_PROBLEMS TO WORK ON_
1 > From the passage on single payer health systems, extract the part that opens with the words containing "Because supplementary insurance" and closes with "offer limited services.".
2 > Summarize the passage on single payer health systems in two sentences.

People mean different things when they speak of single payer. Taiwan is the only true single payer system in the world. Our closest neighbor to the north is often describes as a single payer, but in Canada, there are 13 provincial and territorial health plans, with the federal government providing financial support. Moreover supplementary private insurance is growing in Canada and is important in most countries. Most doctors are private and hospitals are tightly-regulated government-funded institutions.
Single payer is different from universal healthcare. Universal healthcare implies that everyone has access to healthcare. Single payer suggests the government pays for the whole thing, so that the entire show is run centrally. So you can have a single payer that supports for-profit private facilities and doctors, or you could have a government-owned and administered health system. Moreover physician services, hospital care, long-term care, social services, community services, medications, mental health and dental care can all be funded by different mechanisms. Sometimes portions are not funded at all.
As in Canada, France has self-employed physicians billing a single payer. But there are gaps and balance billing is permitted, so 90% of the French carry supplementary private insurance. Except for people on public assistance, the patient pays the full bill for out-patient care and are very quickly reimbursed by the government. this allows some degree of market forces to influence prices, but generally prices are dictated by an official government fee schedule. Hospitals are entirely paid for at public (government-run) hospitals that account for 65% of French facilities. . The private hospitals are funded by a blend of public and private insurance payments.
Because supplementary insurance is a big part of the French healthcare system, it resembles a tiered medical system, with one set of rules for those on public assistance and another for those who can afford private supplementary insurance.
England of course has the NHS which covers about 90% of people. It is a classic two-tier system with 10% of the people carrying supplementary insurance. Most countries that offer universal healthcare have statutory tax-funded heath plans supplemented by private insurance. This includes Australia, New Zealand, Japan, Brazil, Denmark and many others. Many lower-income countries offer universal healthcare access to government-run facilities which offer limited services.
Germany has the oldest statutory health system that goes back to Bismarck in 1883, but there are hundreds of payers; insurance companies (sickness funds) that are highly regulated, much like utilities. Individuals have the choice to opt out of the public system and substitute private insurance, which 12% of Germans do. This is a two-tier multi-payer system.
Israel mandates that everyone sign up with one of four non-profit health plans funded by income taxes. Out of pocket expenditures account for 22% of healthcare spending, so copays are high.

[Stored data entries]
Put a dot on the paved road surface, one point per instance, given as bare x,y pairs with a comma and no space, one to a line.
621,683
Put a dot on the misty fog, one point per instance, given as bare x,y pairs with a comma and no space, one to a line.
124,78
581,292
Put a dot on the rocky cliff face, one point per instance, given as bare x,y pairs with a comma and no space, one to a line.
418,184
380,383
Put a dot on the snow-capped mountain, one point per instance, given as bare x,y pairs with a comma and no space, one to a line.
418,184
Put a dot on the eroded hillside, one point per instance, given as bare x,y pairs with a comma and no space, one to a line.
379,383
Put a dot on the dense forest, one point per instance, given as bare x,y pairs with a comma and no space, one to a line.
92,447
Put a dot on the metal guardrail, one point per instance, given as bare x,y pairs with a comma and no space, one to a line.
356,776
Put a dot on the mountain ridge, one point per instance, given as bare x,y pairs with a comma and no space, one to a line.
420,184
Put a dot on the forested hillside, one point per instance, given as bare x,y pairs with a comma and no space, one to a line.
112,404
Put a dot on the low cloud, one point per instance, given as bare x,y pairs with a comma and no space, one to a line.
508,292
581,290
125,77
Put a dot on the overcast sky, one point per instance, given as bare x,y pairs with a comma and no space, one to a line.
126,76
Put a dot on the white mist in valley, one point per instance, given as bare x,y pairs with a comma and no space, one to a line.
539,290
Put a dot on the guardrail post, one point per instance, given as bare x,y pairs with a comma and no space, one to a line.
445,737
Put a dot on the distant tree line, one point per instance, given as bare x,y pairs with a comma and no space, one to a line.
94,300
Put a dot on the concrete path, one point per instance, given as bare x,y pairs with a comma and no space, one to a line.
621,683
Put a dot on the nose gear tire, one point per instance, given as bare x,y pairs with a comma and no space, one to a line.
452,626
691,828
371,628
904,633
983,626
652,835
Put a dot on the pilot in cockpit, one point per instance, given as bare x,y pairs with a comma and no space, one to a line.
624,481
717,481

_ANSWERS IN ORDER_
1 >
Because supplementary insurance is a big part of the French healthcare system, it resembles a tiered medical system, with one set of rules for those on public assistance and another for those who can afford private supplementary insurance.
England of course has the NHS which covers about 90% of people. It is a classic two-tier system with 10% of the people carrying supplementary insurance. Most countries that offer universal healthcare have statutory tax-funded heath plans supplemented by private insurance. This includes Australia, New Zealand, Japan, Brazil, Denmark and many others. Many lower-income countries offer universal healthcare access to government-run facilities which offer limited services.

2 > Single payer means the government pays for all healthcare, which differs from universal healthcare, where everyone has access, and Taiwan is the only true single payer system in the world. Canada, France, England, Germany and Israel fund care through varied arrangements, and supplementary private insurance is important in most countries.